> Location identification rows
————
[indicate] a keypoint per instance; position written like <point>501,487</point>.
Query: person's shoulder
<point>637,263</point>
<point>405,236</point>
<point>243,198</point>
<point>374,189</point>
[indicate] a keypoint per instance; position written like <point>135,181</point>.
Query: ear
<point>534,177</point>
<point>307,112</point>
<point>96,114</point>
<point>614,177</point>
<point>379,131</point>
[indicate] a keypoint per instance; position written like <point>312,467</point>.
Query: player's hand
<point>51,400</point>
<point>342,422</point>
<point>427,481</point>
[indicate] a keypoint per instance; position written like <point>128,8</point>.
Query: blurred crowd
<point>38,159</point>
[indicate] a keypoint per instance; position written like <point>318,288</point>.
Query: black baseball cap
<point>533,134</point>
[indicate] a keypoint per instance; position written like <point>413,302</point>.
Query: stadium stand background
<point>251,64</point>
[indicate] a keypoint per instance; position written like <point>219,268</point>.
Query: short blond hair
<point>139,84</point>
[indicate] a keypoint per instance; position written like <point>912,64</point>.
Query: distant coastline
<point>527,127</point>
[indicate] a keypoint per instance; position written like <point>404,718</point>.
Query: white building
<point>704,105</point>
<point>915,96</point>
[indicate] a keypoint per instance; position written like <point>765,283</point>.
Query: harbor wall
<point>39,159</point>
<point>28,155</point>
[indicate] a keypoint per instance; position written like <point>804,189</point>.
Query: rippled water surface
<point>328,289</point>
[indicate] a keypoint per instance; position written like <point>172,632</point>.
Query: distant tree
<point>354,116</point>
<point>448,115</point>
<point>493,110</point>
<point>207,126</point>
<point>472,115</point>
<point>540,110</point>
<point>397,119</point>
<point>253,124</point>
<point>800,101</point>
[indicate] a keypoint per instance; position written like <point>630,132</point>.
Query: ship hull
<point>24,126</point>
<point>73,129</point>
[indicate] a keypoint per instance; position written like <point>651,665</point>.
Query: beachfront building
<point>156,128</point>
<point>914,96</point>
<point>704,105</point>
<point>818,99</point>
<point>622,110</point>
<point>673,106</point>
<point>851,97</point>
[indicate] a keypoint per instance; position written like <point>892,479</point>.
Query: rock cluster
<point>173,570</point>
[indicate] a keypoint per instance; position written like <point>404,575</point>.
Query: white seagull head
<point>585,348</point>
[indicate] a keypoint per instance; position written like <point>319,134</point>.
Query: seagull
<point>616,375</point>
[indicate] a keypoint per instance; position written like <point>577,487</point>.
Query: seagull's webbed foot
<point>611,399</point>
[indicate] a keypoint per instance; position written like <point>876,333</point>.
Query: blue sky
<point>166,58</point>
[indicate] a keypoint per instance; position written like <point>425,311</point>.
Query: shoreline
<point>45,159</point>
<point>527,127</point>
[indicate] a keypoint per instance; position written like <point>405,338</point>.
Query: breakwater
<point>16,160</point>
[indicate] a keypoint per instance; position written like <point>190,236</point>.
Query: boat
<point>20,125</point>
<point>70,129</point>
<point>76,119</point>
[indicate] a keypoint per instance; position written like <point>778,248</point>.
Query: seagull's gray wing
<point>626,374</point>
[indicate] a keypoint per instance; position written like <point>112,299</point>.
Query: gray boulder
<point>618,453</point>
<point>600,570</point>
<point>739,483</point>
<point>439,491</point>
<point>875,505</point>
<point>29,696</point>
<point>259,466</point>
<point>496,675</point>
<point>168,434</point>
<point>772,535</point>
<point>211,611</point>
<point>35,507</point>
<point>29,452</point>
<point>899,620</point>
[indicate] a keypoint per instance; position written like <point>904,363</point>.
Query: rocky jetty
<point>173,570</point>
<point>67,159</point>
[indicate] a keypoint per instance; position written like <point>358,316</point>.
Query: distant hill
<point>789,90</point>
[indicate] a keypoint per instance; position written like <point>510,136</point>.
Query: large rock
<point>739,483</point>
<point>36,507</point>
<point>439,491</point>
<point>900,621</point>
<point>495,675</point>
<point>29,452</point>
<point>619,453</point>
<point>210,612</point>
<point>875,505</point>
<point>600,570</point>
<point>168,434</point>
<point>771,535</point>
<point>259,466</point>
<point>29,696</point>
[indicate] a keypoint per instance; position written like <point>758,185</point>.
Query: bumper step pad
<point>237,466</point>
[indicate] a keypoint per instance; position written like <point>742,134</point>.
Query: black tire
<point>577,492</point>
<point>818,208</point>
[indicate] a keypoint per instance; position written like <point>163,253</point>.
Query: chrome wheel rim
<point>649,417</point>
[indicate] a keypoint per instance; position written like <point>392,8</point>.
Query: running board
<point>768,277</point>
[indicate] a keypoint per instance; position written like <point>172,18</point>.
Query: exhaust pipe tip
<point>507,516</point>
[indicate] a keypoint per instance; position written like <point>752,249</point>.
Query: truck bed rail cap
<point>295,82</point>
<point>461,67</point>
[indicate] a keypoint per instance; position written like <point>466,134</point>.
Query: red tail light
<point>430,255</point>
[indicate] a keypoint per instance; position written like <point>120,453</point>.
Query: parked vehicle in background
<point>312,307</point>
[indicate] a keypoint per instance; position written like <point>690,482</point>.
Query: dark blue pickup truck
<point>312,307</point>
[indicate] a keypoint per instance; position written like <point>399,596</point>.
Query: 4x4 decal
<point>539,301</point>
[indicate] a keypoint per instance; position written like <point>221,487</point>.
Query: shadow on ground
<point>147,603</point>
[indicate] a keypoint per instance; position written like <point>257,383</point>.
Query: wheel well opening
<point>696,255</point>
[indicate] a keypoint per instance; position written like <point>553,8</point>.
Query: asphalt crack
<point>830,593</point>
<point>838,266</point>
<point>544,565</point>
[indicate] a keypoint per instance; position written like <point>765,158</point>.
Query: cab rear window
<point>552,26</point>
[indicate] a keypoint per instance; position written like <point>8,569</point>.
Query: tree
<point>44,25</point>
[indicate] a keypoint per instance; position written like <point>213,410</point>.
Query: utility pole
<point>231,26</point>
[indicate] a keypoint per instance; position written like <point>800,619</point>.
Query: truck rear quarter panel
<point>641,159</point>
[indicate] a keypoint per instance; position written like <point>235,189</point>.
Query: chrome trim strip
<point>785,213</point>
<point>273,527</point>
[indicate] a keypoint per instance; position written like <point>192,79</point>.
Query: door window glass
————
> REQUIRED WORK
Take the part that opens with the line containing "written like <point>553,8</point>." and closes with the line containing "<point>44,25</point>", and write it out again with "asphalt" swapped for "pavement" and nothing else changed.

> FULL OUTPUT
[indicate] a keypoint per instance; position written like <point>553,8</point>.
Query: pavement crack
<point>830,593</point>
<point>838,266</point>
<point>544,565</point>
[indicate] a keypoint per instance; position written like <point>765,158</point>.
Query: cab rear window
<point>552,26</point>
[indicate] a keypoint per instance; position written like <point>8,569</point>.
Query: tree
<point>44,25</point>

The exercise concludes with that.